▸ **AVAILABLE DATA**
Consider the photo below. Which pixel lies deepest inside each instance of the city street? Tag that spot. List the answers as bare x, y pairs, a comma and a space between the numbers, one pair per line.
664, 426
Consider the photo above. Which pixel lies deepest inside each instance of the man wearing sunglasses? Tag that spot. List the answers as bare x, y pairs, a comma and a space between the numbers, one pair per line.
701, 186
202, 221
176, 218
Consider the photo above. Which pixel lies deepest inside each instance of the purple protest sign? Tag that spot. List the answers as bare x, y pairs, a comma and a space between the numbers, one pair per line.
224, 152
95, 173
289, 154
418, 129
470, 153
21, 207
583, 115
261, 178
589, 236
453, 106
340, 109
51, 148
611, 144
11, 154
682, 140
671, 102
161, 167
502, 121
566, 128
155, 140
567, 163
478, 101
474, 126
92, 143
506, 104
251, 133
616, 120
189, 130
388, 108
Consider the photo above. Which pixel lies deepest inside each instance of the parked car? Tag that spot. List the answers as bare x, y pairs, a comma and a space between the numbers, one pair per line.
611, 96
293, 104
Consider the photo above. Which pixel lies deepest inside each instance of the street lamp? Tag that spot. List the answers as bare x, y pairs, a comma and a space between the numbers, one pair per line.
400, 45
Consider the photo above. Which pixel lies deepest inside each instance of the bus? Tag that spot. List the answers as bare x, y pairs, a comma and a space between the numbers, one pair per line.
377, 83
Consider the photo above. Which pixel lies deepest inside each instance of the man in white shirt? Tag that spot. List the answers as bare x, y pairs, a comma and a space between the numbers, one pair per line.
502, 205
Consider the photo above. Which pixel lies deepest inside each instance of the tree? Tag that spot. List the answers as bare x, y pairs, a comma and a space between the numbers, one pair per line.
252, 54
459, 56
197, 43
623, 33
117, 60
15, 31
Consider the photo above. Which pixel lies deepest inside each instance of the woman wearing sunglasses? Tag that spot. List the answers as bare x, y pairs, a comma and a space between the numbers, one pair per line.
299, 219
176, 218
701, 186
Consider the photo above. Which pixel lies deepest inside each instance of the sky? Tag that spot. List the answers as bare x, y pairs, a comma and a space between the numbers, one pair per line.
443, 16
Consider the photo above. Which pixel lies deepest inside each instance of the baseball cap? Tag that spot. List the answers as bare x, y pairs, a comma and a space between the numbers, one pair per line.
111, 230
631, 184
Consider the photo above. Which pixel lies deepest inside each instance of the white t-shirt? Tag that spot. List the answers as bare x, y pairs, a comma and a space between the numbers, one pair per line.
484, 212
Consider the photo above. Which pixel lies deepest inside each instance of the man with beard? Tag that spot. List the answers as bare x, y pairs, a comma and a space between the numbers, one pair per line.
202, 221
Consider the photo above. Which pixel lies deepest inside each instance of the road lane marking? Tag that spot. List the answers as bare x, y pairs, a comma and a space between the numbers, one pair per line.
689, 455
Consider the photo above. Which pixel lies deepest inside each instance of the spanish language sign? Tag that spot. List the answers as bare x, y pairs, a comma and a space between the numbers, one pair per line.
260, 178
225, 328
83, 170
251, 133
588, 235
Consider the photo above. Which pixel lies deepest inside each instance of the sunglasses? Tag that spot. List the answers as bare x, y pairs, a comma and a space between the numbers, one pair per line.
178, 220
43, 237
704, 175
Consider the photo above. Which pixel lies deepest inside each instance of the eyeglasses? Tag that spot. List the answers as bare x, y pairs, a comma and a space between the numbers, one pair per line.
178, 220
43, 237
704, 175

▸ **EXERCISE AIM**
Your task is to extract all of the records exactly.

▸ **EXERCISE ANSWER**
Consider the photo below. Which pixel lies deepest inside each instance of the city street? Tag that spot. List the answers as bare x, y pairs, a comma and a space between the numbers, one pair per line.
664, 426
Consider the photo above. Which pixel lies deepest inside each instance of the man wearing sunglasses? Tag that spot. List the answers as bare x, y pairs, a comma and a space between the numbers, one pair per line.
701, 186
202, 221
176, 218
Consider the photo above. Which pixel lies deepest inside each instance of the purple protest sign? Tag that spot. List the answers as bare x, y pairs, a comma and a space between the numbers, one pair per line.
224, 152
95, 173
289, 154
418, 129
470, 153
21, 207
583, 115
261, 178
589, 236
453, 106
340, 109
51, 148
611, 144
11, 154
682, 140
671, 102
161, 167
502, 121
566, 128
155, 140
567, 163
478, 101
474, 126
92, 143
506, 104
251, 133
616, 120
189, 130
388, 108
Consider the photo above. Which pixel lies deepest inside each instance of the parked car? Tag that spot. List the answers as bare x, y pairs, a comma and a space between the numbers, one pair per line.
611, 96
293, 104
Consider the photo above. Which pixel lies deepest inside each instance of the street lamp? Tag that spot. List the answers as bare x, y pairs, a comma and a space between the numbers, one pair per line.
400, 45
Consider the photo above. Which pixel lies deepest inside each instance of the bus? Tag that spot. List the answers as bare x, y pairs, a comma and a space between the numbers, one pair per line.
377, 83
Consider the photo above. Which pixel lies deepest inside each instance of the man in white shirt? Tag that spot. List the answers as bare x, y pairs, a comma and a space between the numbers, one pair per line.
502, 205
Consider the photo above. Which pixel lies deepest inside each instance of the tree? Tag that spot. List the answers as bare x, y pairs, a comma and a space between the numbers, one pair per line.
252, 54
459, 56
197, 43
623, 33
117, 60
15, 31
Consider the photo above. Which pixel lies deepest inside each instance of the woman wearing sunglasses? Tag that spot. List the answers as bare x, y pairs, a comma and a space between the numbers, one pair per line.
299, 219
176, 218
701, 186
Consider the photo above. Which pixel lies deepest inside each instance of the sky? Tag that spot. List the answers as bare x, y pairs, a comma and a space between the numbers, one pair per line.
443, 16
Consider the photo above. Which pixel lies deepest inside each instance of the baseball cap? Tag that spot. List the answers as bare x, y pairs, a comma and a space between the numbers, one pair per line.
111, 230
631, 184
Consider the photo above. Which pixel lies deepest inside each instance of the white t-shirt? Tag that spot. List the answers as bare x, y pairs, a comma and a space between the numbers, one pair per line.
484, 212
Consider the photo above. Which pixel lies deepest inside each instance of the man with beard? Tag that spot. List the answers as bare x, y pairs, a comma and a space between the numbers, one pair per line.
202, 221
Consider the photo above. Which pixel lies deepest inside each instance of the road lane marking? Tag that spot. List the answers as bare x, y pairs, a comma and a space between the numbers, one pair per line.
689, 455
Consider the photo above. Which pixel lies deepest inside each instance of the spanish language sign? Tag that spot. List the answers as bare x, y pairs, a comma and a space between the numbers, one pair per line.
260, 178
225, 328
83, 170
251, 133
588, 235
Consider the photo above. Which pixel lies deepest inside each instance of the sunglasses? Tag that spot. List the answers as bare x, y pairs, a comma and a space between the numbers, one pair per line.
178, 220
43, 237
704, 175
Consider the photo above. Which pixel lies deepest inside each instance of the eyeglasses? Tag that spot. List the answers as bare x, y pairs, a comma and a space between the numbers, one pair per line.
178, 220
43, 237
704, 175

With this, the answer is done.